What you will do: Copy out each line of the material below with no changes.

Records:
......
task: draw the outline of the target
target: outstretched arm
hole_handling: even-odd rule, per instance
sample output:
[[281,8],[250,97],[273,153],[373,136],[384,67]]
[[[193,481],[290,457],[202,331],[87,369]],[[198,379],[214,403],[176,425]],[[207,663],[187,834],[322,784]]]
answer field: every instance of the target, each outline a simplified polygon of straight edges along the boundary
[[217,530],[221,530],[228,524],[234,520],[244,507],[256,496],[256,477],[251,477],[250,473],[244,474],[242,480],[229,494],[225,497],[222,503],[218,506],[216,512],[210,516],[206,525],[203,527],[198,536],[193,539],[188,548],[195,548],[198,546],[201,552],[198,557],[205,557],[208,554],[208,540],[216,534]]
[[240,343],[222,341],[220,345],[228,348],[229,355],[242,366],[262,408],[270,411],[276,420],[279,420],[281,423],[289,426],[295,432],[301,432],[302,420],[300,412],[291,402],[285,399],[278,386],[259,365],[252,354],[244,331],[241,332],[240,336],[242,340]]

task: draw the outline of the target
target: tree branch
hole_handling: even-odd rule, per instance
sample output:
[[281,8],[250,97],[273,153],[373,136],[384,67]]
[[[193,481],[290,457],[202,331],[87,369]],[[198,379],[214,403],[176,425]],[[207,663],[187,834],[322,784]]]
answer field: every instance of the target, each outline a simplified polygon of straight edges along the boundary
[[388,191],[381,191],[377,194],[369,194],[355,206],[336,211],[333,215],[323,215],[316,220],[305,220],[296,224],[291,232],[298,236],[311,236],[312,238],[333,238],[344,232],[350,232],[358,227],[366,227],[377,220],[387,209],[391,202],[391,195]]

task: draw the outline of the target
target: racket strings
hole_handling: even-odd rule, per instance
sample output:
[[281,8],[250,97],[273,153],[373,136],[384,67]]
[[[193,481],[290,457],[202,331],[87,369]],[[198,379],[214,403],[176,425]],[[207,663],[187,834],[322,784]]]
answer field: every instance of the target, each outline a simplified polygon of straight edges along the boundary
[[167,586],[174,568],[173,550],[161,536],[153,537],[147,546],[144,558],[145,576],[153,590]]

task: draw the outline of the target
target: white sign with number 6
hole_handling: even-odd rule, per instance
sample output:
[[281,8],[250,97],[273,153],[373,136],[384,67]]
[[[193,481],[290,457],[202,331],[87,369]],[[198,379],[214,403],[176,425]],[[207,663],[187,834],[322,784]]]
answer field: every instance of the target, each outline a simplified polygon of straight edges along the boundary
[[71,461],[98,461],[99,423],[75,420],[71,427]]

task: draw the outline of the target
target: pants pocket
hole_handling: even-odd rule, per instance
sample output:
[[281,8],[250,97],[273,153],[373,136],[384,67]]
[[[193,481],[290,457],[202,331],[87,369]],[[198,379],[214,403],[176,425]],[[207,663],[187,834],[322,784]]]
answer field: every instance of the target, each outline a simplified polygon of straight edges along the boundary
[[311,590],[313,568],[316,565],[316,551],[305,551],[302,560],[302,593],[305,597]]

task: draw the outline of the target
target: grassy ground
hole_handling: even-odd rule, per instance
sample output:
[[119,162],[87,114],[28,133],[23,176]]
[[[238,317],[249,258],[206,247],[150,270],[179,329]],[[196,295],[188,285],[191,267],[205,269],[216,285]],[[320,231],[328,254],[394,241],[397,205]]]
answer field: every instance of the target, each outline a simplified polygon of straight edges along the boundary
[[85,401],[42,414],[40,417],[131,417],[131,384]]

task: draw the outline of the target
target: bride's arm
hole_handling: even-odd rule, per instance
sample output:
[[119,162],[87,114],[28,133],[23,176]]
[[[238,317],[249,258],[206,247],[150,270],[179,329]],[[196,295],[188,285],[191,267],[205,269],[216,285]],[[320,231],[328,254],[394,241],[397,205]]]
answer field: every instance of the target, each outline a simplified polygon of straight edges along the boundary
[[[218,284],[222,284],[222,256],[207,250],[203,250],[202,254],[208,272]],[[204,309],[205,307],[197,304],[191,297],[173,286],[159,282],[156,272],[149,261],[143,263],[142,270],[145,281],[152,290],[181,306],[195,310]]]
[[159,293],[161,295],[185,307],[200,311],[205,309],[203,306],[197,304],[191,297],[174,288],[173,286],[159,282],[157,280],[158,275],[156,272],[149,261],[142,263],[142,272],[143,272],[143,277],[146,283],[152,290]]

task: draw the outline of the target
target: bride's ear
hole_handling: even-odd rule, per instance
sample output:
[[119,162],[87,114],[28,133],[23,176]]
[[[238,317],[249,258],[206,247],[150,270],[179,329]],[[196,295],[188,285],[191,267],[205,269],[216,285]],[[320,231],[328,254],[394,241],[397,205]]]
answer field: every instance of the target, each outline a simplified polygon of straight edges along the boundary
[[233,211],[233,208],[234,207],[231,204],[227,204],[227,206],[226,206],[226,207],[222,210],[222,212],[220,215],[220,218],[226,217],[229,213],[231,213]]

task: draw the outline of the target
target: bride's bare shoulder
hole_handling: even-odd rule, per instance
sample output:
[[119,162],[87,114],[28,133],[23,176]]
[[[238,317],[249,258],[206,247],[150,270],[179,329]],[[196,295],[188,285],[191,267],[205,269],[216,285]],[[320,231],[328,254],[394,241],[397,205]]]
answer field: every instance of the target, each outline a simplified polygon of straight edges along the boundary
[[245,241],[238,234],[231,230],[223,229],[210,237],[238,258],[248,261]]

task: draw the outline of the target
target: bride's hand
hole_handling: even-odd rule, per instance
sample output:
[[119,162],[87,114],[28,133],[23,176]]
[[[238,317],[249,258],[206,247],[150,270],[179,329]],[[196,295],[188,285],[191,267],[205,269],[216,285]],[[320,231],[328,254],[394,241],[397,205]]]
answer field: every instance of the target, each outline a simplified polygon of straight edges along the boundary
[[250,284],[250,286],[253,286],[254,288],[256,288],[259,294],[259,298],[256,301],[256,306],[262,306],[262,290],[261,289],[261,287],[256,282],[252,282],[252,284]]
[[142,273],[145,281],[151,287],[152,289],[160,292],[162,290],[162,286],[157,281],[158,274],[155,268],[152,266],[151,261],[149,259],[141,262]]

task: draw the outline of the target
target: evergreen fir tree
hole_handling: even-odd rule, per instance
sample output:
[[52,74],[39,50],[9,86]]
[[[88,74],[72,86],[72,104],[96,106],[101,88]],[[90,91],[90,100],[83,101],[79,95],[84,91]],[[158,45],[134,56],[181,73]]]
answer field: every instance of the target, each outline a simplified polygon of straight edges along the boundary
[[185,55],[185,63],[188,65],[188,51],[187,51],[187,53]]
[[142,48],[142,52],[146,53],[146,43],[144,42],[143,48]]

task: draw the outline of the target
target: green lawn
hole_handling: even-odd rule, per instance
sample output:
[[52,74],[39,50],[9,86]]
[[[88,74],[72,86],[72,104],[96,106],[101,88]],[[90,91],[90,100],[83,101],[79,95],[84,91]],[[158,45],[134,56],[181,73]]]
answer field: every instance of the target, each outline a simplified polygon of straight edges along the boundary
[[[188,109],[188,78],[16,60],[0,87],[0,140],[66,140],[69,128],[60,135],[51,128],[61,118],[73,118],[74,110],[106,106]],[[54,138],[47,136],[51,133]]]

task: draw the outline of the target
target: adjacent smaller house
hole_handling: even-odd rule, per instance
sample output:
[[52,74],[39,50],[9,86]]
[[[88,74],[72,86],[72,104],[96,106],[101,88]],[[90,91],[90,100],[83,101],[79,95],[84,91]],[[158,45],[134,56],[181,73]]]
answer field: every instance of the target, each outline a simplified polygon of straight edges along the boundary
......
Answer to this problem:
task: draw the outline of the target
target: outstretched arm
hole_handling: even-odd rule, per instance
sample output:
[[281,8],[250,97],[273,153],[373,136],[384,67]]
[[[193,481],[290,457],[202,331],[87,369]],[[198,379],[214,403],[176,425]],[[207,663],[187,834],[322,784]]]
answer field: every instance of the target, each outline a simplified polygon of straight edges along the boundary
[[217,530],[221,530],[228,524],[234,520],[244,507],[256,496],[256,477],[251,477],[250,473],[244,474],[242,480],[229,494],[225,497],[222,503],[218,506],[216,512],[210,516],[206,525],[203,527],[198,536],[193,539],[188,548],[195,548],[198,546],[201,552],[198,557],[205,557],[208,554],[208,540],[216,534]]
[[240,343],[222,341],[220,345],[228,348],[229,355],[242,366],[262,408],[270,411],[276,420],[279,420],[281,423],[289,426],[295,432],[301,432],[302,420],[300,412],[291,402],[285,399],[278,386],[259,365],[252,354],[244,331],[241,332],[240,336],[242,340]]

task: draw the outline of the target
target: tree branch
hole_handling: even-odd rule, per instance
sample output:
[[281,8],[250,97],[273,153],[373,136],[384,67]]
[[[193,481],[290,457],[202,331],[87,369]],[[198,379],[214,403],[176,425]],[[207,663],[187,834],[322,784]]]
answer field: every instance of the target, each outline a simplified polygon of straight edges along the boundary
[[388,191],[381,191],[377,194],[369,194],[355,206],[336,211],[333,215],[323,215],[316,220],[305,220],[296,224],[291,232],[298,236],[311,236],[312,238],[333,238],[344,232],[350,232],[358,227],[366,227],[377,220],[387,209],[391,202],[391,195]]

task: draw the outline of the target
target: racket strings
hole_handling: even-odd rule, per instance
sample output:
[[281,8],[250,97],[273,153],[373,136],[384,67]]
[[[193,481],[290,457],[202,331],[87,369]],[[198,379],[214,403],[176,425]],[[207,663],[187,834],[322,784]]]
answer field: every instance of the target, each outline a simplified polygon of straight edges along the boundary
[[167,586],[174,568],[173,550],[161,536],[153,537],[147,546],[144,558],[145,576],[153,590]]

task: draw the outline of the target
target: white sign with number 6
hole_handling: even-odd rule, per instance
sample output:
[[281,8],[250,97],[273,153],[373,136],[384,67]]
[[[193,481],[290,457],[202,331],[87,369]],[[198,379],[214,403],[176,425]],[[207,663],[187,834],[322,784]]]
answer field: every instance of the target, each outline a simplified polygon of straight edges along the boundary
[[71,461],[98,461],[99,423],[75,420],[71,427]]

task: draw the outline of the target
target: pants pocket
hole_handling: even-odd rule, per instance
sample output:
[[281,8],[250,97],[273,153],[373,136],[384,67]]
[[[193,481],[290,457],[202,331],[87,369]],[[198,379],[214,403],[176,425]],[[207,663],[187,834],[322,784]]]
answer field: every instance of the target, each outline a simplified polygon of straight edges along the boundary
[[311,590],[313,568],[316,565],[316,551],[305,551],[302,560],[302,593],[305,597]]

task: draw the outline of the target
target: grassy ground
hole_handling: even-odd rule, per instance
sample output:
[[119,162],[87,114],[28,133],[23,176]]
[[[238,317],[249,258],[206,247],[150,270],[179,329]],[[196,295],[188,285],[191,267],[205,269],[216,285]],[[320,231],[328,254],[394,241],[397,205]]]
answer field: every instance of the target, each outline a simplified polygon of straight edges along the boundary
[[85,401],[42,414],[40,417],[131,417],[131,384]]

task: draw the outline of the target
target: bride's arm
hole_handling: even-odd rule, per instance
sample output:
[[119,162],[87,114],[28,133],[23,176]]
[[[238,317],[249,258],[206,247],[150,270],[179,329]],[[196,295],[188,285],[191,267],[205,269],[216,285]],[[320,231],[328,254],[394,241],[397,205]]]
answer field: every instance of the target, each outline a simplified polygon of straight edges along the boundary
[[[218,284],[222,284],[222,256],[207,250],[203,250],[202,254],[208,272]],[[204,309],[205,307],[197,304],[191,297],[173,286],[159,282],[156,272],[149,261],[143,263],[142,270],[145,281],[152,290],[181,306],[195,310]]]
[[159,293],[161,295],[185,307],[200,311],[205,309],[203,306],[197,304],[191,297],[174,288],[173,286],[159,282],[157,280],[158,275],[156,272],[149,261],[142,263],[142,272],[143,272],[143,277],[146,283],[152,290]]

task: draw the outline of the target
target: bride's ear
hole_handling: even-odd rule, per instance
sample output:
[[119,162],[87,114],[28,133],[23,176]]
[[[238,317],[249,258],[206,247],[150,270],[179,329]],[[196,295],[188,285],[191,267],[205,269],[216,285]],[[320,231],[328,254],[394,241],[397,205]]]
answer field: every instance of the target, each outline a simplified polygon of straight edges along the boundary
[[233,211],[233,208],[234,207],[231,204],[227,204],[227,206],[226,206],[226,207],[222,210],[222,212],[220,215],[220,218],[226,217],[229,213],[231,213]]

task: draw the outline of the target
target: bride's bare shoulder
hole_handling: even-odd rule, per instance
sample output:
[[119,162],[87,114],[28,133],[23,176]]
[[[238,317],[249,258],[206,247],[150,270],[179,329]],[[196,295],[188,285],[191,267],[205,269],[216,285]],[[320,231],[328,254],[394,241],[397,205]]]
answer field: every instance of the target, each outline a simplified polygon of straight edges along the boundary
[[245,241],[238,234],[231,230],[223,229],[210,237],[238,258],[248,261]]

task: draw the outline of the target
target: bride's hand
hole_handling: even-odd rule, per instance
sample output:
[[119,162],[87,114],[28,133],[23,176]]
[[[238,317],[249,258],[206,247],[150,270],[179,329]],[[196,295],[188,285],[191,267],[205,269],[216,285]],[[320,231],[328,254],[394,241],[397,205]]]
answer field: every instance of the target, each outline a simplified polygon of straight edges along the boundary
[[250,284],[250,286],[253,286],[254,288],[256,288],[259,294],[259,298],[256,301],[256,306],[262,306],[262,290],[261,289],[261,287],[256,282],[252,282],[252,284]]
[[142,273],[145,281],[151,287],[152,289],[160,292],[162,290],[162,286],[157,281],[158,274],[155,268],[152,266],[151,261],[149,259],[141,262]]

task: draw the outline of the target
target: evergreen fir tree
hole_handling: even-odd rule, per instance
sample output:
[[52,74],[39,50],[9,86]]
[[[88,74],[72,86],[72,104],[96,106],[101,88]],[[90,91],[90,100],[83,101],[79,95],[84,91]],[[158,45],[134,56],[181,73]]]
answer field: every instance of the target, each outline a simplified polygon of straight edges along the boundary
[[185,55],[185,63],[188,65],[188,51],[187,51],[187,53]]
[[142,48],[142,52],[146,53],[146,43],[144,42],[143,48]]

task: draw the outline of the target
target: green lawn
hole_handling: even-odd rule, per instance
sample output:
[[52,74],[39,50],[9,86]]
[[[88,74],[72,86],[72,104],[96,106],[101,88]],[[90,91],[90,100],[83,101],[79,95],[84,91]],[[158,45],[134,56],[181,73]]]
answer field: every instance of the target, each outline a simplified polygon of straight edges along the boundary
[[[188,109],[188,78],[16,60],[0,87],[0,140],[66,140],[69,128],[60,135],[51,128],[61,118],[73,118],[74,110],[106,106]],[[54,138],[47,136],[51,133]]]

task: draw the outline of the target
target: adjacent smaller house
hole_handling: even-odd rule, per instance
sample output:
[[52,74],[39,50],[9,86]]
[[[88,74],[72,86],[72,104],[96,106],[101,88]],[[90,91],[90,100],[83,101],[79,95],[84,91]],[[158,45],[134,56],[181,73]]]
answer field: every instance of the target, each outline a simplified polygon of straight edges along the boundary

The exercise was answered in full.